■ WHAT NEEDS TO BE DONE ■
All lines from the start of the listing below through the line containing "positive clicks: (1261, 1372)" are to be written out again exactly, and no others.

■ DATA FOR REVIEW ■
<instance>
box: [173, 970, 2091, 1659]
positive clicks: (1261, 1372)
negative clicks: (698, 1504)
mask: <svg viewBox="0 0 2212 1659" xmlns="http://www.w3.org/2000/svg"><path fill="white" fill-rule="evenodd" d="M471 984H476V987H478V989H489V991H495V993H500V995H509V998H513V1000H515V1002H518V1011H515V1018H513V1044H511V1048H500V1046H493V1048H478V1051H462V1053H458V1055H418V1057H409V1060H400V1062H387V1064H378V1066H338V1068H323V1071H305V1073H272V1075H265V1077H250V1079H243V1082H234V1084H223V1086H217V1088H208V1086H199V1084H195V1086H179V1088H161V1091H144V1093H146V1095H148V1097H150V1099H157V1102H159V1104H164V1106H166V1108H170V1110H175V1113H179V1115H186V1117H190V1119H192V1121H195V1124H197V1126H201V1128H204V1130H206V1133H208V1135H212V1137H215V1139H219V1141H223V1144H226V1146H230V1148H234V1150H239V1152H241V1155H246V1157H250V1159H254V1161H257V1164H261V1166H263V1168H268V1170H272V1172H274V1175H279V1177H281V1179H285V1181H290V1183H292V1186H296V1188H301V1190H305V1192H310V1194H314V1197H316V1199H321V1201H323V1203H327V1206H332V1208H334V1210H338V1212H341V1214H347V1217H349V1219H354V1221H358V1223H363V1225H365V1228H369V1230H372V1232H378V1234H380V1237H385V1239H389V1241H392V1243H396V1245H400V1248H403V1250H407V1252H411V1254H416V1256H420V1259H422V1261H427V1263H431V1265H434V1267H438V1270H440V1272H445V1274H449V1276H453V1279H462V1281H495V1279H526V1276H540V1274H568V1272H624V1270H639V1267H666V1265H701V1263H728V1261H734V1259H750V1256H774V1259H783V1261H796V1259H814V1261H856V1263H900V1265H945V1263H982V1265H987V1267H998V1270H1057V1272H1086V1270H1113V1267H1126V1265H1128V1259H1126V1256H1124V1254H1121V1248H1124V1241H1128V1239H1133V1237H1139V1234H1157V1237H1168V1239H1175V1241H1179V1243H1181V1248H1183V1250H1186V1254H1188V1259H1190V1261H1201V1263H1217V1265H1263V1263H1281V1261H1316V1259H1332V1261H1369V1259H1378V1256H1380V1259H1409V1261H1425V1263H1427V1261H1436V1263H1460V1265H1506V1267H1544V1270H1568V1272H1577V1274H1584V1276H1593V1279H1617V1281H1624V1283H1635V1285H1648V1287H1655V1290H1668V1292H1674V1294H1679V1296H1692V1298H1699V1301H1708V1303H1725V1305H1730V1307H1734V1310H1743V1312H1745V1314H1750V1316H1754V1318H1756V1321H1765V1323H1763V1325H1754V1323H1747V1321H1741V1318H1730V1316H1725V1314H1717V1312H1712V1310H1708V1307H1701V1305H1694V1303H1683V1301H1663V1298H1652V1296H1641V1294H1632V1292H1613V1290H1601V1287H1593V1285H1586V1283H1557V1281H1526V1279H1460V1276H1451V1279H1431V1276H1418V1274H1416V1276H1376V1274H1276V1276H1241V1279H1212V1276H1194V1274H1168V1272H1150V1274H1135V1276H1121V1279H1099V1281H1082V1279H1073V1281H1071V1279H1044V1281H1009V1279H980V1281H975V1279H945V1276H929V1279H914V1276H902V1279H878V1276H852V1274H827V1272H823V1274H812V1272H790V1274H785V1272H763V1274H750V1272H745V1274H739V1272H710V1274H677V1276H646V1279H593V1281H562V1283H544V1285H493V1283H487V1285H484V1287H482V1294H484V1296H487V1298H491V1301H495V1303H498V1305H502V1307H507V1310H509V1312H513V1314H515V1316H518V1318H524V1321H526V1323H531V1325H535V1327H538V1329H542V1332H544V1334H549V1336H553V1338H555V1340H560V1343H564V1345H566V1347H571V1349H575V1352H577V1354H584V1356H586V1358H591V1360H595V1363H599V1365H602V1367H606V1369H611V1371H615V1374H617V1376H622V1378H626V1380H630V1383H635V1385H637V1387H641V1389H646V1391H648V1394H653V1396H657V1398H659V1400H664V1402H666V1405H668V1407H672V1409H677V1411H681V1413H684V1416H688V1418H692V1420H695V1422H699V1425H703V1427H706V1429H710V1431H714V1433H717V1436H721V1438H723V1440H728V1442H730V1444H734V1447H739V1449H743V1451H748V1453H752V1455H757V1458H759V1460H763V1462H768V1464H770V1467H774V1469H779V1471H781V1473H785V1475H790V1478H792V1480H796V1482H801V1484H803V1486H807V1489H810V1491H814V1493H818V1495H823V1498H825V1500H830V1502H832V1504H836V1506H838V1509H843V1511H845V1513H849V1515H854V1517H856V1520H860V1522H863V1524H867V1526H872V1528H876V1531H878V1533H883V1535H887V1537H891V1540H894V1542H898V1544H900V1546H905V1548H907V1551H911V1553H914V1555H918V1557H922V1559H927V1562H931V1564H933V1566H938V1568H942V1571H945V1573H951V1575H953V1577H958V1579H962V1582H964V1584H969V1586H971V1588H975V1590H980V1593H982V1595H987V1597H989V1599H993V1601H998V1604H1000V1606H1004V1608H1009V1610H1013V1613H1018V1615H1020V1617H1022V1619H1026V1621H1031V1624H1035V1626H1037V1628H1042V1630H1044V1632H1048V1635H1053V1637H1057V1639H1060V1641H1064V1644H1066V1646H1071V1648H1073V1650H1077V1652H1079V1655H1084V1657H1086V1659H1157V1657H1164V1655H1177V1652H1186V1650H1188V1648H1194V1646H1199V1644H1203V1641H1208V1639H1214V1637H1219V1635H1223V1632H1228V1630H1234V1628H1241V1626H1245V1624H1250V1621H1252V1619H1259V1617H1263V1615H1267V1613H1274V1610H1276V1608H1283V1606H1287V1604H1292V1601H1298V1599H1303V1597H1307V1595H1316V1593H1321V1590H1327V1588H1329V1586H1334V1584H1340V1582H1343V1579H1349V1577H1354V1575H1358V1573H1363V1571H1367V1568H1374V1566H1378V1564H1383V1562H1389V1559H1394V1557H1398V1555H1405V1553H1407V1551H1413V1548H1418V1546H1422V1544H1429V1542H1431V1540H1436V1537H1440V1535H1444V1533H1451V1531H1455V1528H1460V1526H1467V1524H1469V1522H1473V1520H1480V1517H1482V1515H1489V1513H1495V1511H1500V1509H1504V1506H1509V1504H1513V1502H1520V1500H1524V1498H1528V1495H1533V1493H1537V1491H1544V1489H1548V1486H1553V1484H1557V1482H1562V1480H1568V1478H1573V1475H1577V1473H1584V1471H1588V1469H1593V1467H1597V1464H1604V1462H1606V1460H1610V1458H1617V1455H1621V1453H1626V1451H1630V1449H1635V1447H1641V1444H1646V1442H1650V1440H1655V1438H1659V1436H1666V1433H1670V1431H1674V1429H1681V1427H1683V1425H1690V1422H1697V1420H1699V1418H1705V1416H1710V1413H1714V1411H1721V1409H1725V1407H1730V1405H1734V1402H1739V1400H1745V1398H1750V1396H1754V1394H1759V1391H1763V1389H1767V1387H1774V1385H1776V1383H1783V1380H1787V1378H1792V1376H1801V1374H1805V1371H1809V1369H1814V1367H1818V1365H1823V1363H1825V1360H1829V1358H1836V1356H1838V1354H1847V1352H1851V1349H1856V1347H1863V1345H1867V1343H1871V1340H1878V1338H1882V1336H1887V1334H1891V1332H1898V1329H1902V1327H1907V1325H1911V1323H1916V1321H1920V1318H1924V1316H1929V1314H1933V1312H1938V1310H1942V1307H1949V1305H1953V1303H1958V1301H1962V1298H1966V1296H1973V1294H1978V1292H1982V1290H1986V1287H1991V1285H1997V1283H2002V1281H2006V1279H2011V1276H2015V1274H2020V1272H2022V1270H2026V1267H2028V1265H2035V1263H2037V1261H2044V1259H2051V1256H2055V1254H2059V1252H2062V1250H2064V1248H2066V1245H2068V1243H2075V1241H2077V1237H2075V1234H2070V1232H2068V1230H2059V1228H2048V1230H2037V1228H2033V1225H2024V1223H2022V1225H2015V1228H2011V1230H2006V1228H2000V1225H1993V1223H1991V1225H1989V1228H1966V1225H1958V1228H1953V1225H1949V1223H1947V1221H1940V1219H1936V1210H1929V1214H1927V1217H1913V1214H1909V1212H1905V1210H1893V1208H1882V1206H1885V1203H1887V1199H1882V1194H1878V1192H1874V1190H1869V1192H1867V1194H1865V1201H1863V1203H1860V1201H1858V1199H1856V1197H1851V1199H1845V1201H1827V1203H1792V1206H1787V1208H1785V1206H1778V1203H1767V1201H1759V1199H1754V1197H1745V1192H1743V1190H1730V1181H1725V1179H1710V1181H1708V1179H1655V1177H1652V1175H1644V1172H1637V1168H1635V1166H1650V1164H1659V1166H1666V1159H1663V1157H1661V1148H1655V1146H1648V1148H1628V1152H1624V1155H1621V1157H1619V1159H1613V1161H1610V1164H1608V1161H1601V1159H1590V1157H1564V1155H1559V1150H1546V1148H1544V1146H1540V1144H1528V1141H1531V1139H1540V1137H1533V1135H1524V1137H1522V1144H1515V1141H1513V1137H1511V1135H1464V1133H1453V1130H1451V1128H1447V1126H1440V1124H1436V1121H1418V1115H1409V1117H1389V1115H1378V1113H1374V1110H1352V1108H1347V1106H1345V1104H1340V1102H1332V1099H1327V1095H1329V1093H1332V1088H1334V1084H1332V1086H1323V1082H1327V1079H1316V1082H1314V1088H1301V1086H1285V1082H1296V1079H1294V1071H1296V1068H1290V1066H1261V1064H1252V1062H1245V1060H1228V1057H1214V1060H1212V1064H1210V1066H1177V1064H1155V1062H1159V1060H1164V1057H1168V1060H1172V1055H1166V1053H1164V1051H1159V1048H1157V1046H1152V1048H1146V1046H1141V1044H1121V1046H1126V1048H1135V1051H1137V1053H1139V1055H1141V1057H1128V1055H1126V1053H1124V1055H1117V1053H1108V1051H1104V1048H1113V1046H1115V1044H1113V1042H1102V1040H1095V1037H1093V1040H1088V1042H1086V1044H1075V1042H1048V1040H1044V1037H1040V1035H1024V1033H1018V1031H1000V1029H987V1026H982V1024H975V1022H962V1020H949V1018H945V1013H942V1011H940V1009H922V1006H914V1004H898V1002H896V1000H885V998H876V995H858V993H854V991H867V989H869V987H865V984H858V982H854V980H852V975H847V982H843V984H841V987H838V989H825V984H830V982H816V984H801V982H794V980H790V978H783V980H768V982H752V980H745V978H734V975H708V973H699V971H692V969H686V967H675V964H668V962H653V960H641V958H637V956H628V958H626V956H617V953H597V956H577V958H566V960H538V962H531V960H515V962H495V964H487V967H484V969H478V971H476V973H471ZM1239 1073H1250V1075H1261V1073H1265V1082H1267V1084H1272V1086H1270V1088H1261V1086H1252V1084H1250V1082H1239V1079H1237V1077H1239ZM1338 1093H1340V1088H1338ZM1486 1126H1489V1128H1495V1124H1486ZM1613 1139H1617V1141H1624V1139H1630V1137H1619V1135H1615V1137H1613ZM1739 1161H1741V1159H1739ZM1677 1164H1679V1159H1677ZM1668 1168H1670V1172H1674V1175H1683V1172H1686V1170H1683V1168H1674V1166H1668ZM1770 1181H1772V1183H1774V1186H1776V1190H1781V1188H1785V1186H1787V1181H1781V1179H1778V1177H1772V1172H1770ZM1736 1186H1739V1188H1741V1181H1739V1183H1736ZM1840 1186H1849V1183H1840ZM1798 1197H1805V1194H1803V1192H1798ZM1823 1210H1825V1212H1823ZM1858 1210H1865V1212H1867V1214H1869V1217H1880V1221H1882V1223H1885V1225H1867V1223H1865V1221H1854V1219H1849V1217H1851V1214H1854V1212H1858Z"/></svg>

■ YOUR RESPONSE ■
<instance>
box: [173, 970, 2091, 1659]
positive clicks: (1261, 1372)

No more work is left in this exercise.